Si les circonstances auraient pu conduire le drama sur une pente résolument dramatique, il n'en est pourtant rien : Going My Home garde résolument une tonalité légère. Cela explique en partie la chaleur humaine qui émane de l'ensemble et réchauffe le coeur du téléspectateur. De plus, le drama n'hésite pas non plus à distiller des petites touches d'humour introduites avec ce même naturel, sans jamais forcer les situations, à l'image du savoureux running gag sur la couleur des vêtements de Ryota à l'hôpital, tellement sombres que chacun lui demande s'il n'a pas pris une avance et ne s'est pas paré des couleurs du deuil alors que son père n'est pas encore mort.

Entrées affichées:
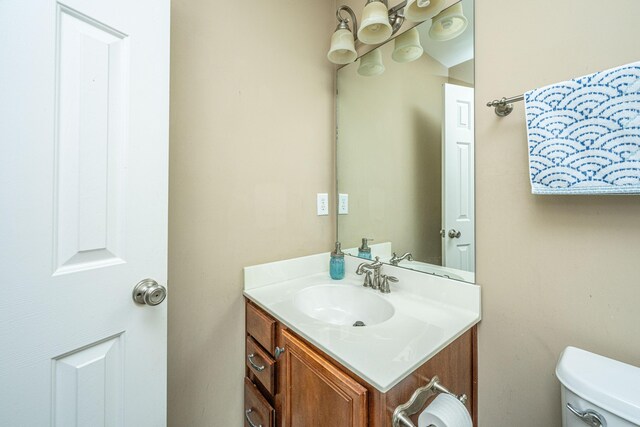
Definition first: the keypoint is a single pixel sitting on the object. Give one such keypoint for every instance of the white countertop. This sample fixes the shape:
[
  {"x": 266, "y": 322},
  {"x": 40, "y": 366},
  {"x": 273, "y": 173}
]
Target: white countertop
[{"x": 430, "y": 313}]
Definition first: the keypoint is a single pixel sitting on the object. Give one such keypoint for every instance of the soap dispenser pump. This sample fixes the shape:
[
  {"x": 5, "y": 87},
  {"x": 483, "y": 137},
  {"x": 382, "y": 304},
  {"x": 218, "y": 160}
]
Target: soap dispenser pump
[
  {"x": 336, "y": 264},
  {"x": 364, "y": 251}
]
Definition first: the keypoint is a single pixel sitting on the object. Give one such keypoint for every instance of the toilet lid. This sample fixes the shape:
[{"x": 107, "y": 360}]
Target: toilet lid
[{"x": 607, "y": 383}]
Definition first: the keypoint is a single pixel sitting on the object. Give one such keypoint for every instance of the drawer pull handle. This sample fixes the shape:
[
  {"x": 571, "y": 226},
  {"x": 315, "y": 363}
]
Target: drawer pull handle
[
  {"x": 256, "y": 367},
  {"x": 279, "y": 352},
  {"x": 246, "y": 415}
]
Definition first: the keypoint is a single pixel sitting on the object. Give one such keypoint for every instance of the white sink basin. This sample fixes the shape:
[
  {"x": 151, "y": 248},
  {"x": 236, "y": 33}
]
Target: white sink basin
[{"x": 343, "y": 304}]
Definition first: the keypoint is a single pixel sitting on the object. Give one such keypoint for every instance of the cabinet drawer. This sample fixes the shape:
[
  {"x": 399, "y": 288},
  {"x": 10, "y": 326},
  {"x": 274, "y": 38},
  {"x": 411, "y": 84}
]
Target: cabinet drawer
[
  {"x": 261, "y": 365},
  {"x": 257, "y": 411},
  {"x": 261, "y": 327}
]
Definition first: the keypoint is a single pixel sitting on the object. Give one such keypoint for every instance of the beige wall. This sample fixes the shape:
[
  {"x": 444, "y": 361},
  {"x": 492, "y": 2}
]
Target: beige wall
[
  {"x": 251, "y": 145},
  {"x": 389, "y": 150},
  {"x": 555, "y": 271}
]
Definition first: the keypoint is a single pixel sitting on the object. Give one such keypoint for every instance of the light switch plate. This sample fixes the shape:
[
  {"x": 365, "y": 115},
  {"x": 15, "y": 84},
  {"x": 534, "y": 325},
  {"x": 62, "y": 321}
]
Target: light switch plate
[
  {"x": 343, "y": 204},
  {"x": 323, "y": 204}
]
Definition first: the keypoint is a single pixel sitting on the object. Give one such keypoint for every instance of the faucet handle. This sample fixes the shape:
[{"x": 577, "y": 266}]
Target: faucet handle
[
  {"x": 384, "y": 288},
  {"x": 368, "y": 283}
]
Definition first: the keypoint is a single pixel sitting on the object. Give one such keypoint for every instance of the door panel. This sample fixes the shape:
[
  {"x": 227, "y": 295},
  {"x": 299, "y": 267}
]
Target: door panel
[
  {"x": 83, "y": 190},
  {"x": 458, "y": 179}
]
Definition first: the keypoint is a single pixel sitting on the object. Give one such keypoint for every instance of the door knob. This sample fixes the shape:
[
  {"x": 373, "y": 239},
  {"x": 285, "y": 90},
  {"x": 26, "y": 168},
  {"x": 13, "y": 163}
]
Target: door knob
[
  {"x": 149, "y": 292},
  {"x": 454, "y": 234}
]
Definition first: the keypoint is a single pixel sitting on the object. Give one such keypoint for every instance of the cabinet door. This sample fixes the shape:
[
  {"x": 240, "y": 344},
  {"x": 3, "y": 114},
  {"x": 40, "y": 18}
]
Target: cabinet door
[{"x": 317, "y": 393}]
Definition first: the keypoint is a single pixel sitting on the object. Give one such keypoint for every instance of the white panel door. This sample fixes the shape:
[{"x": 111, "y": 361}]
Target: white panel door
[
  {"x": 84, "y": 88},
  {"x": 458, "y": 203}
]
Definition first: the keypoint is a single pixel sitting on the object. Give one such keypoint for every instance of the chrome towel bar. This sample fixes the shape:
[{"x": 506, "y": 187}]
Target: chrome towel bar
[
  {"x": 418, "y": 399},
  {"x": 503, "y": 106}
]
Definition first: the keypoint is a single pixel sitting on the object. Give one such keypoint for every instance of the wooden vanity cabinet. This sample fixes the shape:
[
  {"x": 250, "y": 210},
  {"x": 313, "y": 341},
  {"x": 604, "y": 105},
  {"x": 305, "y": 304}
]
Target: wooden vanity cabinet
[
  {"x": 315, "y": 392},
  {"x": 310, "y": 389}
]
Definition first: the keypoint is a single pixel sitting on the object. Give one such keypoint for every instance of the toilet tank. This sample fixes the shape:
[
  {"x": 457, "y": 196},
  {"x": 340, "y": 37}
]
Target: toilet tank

Consigne 1:
Reproduisez fidèlement le passage du texte sur Going My Home qui va de « Si les circonstances » à « pas encore mort. ».
Consigne 2:
Rédigez la suite du texte sur le drama Going My Home, à partir de sa dernière phrase.
Les entrées ne sont d'aucune utilité pour ce travail.

Réponse 1:
Si les circonstances auraient pu conduire le drama sur une pente résolument dramatique, il n'en est pourtant rien : Going My Home garde résolument une tonalité légère. Cela explique en partie la chaleur humaine qui émane de l'ensemble et réchauffe le coeur du téléspectateur. De plus, le drama n'hésite pas non plus à distiller des petites touches d'humour introduites avec ce même naturel, sans jamais forcer les situations, à l'image du savoureux running gag sur la couleur des vêtements de Ryota à l'hôpital, tellement sombres que chacun lui demande s'il n'a pas pris une avance et ne s'est pas paré des couleurs du deuil alors que son père n'est pas encore mort.

Réponse 2:
De manière générale, le pilote de Going My Home prend résolument son temps, avec une approche presque contemplative. Sa construction narrative apparaît d'ailleurs originale pour la télévision, tant ces 1h40 pourraient s'apparenter à un long métrage. Le format du renzoku n'est exploité ici que de façon minimaliste : il faut attendre la toute fin de l'épisode pour voir infléchir ce récit d'instantanés et de tranches de vies, et permettre d'assister aux prémices d'une intrigue sur le plus long terme. Cette dernière ajoute d'ailleurs à l'étrangeté ambiante, avec l'introduction de créatures mythologiques, les kuna, qui vivraient dans la région du père de Ryota. S'apprêtant à osciller entre folklore fantastique et retranscriptions de relations humaines, l'univers ainsi posé, décalé à sa façon, est déjà un vrai délice, unique en son genre, dans lequel le téléspectateur s'immerge sans voir le temps passer.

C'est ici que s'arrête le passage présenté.